● **PASSAGE TO READ**
•••
The Georgia Power Company right of way is a called for record monument that should control. Another example would be a survey along a public or private road which used the wrong right of way width resulting in set monuments outside of the right of way. I would never in that case leave a gap between the parcel and the road right of way, if it was called for.
Apples and oranges. The Georgia Power Right of Way is an easement. They do not hold title to the land. They have the right to maintain and operate a transmission line. The easement line is not a property line. The owner has some rights (although very limited) within the easement. I would not leave a gap on a road right of way either.
Two different things.
A call to a public road shows the intent to provide access to the property.
A call to a private easement provides nothing. If the Federal property adjoins or does not adjoin the easement the feds have gained or lost nothing, they have no right to use of the private easement.
I use locative to mean it gets you in the general vicinity. Determinative means the object or record entity controls the boundary.
I have a survey where there are meanders done as early as 1906. They generally fit a ridge from modern Sectional control. Also the ridge wanders more the meanders would indicate, the 1906 Surveyor averaged the ridge to minimize angle points. I consider the ridge to be the boundary monument (because that is how they logged in 1906, down from the ridges) and the meanders are locative, they get you on the correct ridge and the ridge is determinative of the boundary location. The Deed doesn't call for the ridge but our adjoiner agrees with me (eventually this will become a BLA).
Bearings and distances in Deeds are usually locative, the monuments which fit within reason are determinative.
lmbrls, post: 345983, member: 6823 wrote: Can anyone cite a case to dealing with the original intent of the deed as it relates to the following description? I have a very strong opinion as to how this should be handled, which I will state later. Here is the situation. The following description is taken from a condemnation involving a Federal Agency. The underlined calls are the ones being questioned by this Agency. The call is to a concrete monument set along a Ga Power Easement and then along the Easement to another concrete monument. We found the monuments and the measurement checkout in reason for this area with the deed calls. The point where I am being challenged is that the monument are not on the Ga. Power Easement. On the plat not referenced in the deed, the original surveyor called for a 200 foot Ga Power Easement. The Ga. Power Easement deed calls for a 150 foot easement, which places the monuments 25 feet from the easement. The Agency has asserted that the property line may be along the easement and not defined by the monuments found. What say you? A strong ruling by the courts would be greatly appreciated.
Just a gripe about that description...it should say "along the easterly line of the Georgia Power Company right-of-way as described in Book XXX/Page YYY of Records of ZZZ County"
I suspect that if the original surveyor had pulled that deed, to be able to include it in the description, we wouldn't be having this discussion.
I don't think you have enough info. Since a call to a RW is often treated as a call to a monument, and you've discovered that the monuments are not on the edge of the RW, I don't think that it's quite as clear cut as holding the physical monuments, wherever they may be. You've discovered a latent ambiguity (outside of the deed) that the monuments and the edge of the RW do not coincide as the deed writer presumed. Since latent ambiguities like this are discovered by the application of extrinsic facts, they must be resolved by seeking additional extrinsic facts to explain them.
•••
● **GOALS**
1. List every distance in feet that the surveying discussion states.
2. Carry on the surveying discussion with one more reply that follows on from its last post.
The records after this point are separate material and have no connection to the surveying discussion.

● **DATA ROWS**
•••
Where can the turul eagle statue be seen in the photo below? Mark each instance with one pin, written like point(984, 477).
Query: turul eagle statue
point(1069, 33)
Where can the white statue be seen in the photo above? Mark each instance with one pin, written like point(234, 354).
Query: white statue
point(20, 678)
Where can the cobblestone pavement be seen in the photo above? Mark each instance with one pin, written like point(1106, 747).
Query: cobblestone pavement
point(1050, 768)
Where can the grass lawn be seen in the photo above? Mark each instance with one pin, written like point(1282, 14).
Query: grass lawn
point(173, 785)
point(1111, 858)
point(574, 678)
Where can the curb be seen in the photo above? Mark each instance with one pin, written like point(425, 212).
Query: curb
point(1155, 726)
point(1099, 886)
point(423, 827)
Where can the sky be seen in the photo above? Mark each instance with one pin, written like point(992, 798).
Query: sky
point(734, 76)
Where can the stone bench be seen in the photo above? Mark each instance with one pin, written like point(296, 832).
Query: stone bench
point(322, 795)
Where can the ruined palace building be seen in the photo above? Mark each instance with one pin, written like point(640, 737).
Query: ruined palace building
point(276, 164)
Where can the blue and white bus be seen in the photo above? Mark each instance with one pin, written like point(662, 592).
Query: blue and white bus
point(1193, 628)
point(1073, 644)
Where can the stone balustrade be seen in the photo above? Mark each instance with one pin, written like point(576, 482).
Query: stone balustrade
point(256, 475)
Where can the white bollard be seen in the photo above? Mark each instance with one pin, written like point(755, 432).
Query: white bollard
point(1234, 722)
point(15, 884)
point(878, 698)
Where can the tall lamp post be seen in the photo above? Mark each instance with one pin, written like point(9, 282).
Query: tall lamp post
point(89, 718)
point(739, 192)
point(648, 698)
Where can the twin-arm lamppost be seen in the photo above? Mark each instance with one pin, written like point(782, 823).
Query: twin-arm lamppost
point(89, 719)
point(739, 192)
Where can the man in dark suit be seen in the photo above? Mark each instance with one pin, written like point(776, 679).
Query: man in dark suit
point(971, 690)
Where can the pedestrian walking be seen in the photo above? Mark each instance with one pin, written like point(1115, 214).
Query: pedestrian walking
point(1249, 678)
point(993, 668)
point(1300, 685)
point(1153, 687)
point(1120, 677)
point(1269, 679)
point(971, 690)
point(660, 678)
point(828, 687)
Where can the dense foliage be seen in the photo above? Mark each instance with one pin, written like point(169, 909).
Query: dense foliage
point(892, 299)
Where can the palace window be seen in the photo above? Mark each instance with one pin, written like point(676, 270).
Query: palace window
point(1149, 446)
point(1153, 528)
•••
● **RESULTS**
1. 200 feet, 150 feet, 25 feet

2.
What records were they working from when the deed to the parcel you are surveying was written?
Was it written based upon a field survey?
Were the monuments set by GP as part of the process of acquiring RW? Did the RW start at one width or location at the beginning of the acquisition process and then get moved or narrowed by the time it was actually acquired?
Were the monuments placed by mistake? Are they in a location such that they mark some other ownership or easement boundary?
What reasoning would the parties have had when the parcel was created to set the boundary at the edge of the easement? What reasoning would there have been to set it at the monuments? Do either of those just seem to not make sense with respect to land use and ownership?
I think that the answer to the question will turn largely on what records existing when the description was written show with regard to the monuments and whether or not it was written with the benefit of a field survey by which the monuments had been located.
If it was written based upon record, that record shows the monuments at the edge of easement, and the easement is shown correctly, then the edge of easement likely prevails. If the record existing when the description was written shows the monuments and edge of easement at different locations, then that places them at equal footing again, and it's best resolved by comparison to other description elements. (i.e. do the dimensions take you to the monuments or to the easement?)
If a field survey was performed in connection with the conveyance for which the deed was written, then they di, or presumably would have located the monuments in the field. In that case, the monuments control.
In the case of your meanders and the ridge, the meanders appear to approximate the ridge. In that case, you don't really have any conflict, simply the difference between the approximated meander courses and the more sinuous natural feature they were meant to approximate
The OP has discovered an actual conflict in the information provided in the description. According to the OP, the monuments appear to be clearly not set at the RW, or barring some systematic error causing a 25' off parallel placement, not set intending to mark the RW in its actual position. Unlike the expected differences between simplified courses of meanders compared to the natural feature they represent, there is a systematic and seemingly verifiable difference in location between the monuments and the easement rather than a difference that can be readily explained by reasonable differences in measurements. That makes it a very different problem.
May or may not be different things. First, most road RWs are also easements, the exceptions being where the RW conveyance document expressly states that it is a fee conveyance, or where statute or local ordinance provides that road RWs acquired by the state or local govt are to be presumed to be fee conveyances.
Second, the power easement may allow for distribution lines as well as transmission lines, in which case, service or intent to provide to individual properties may be a consideration.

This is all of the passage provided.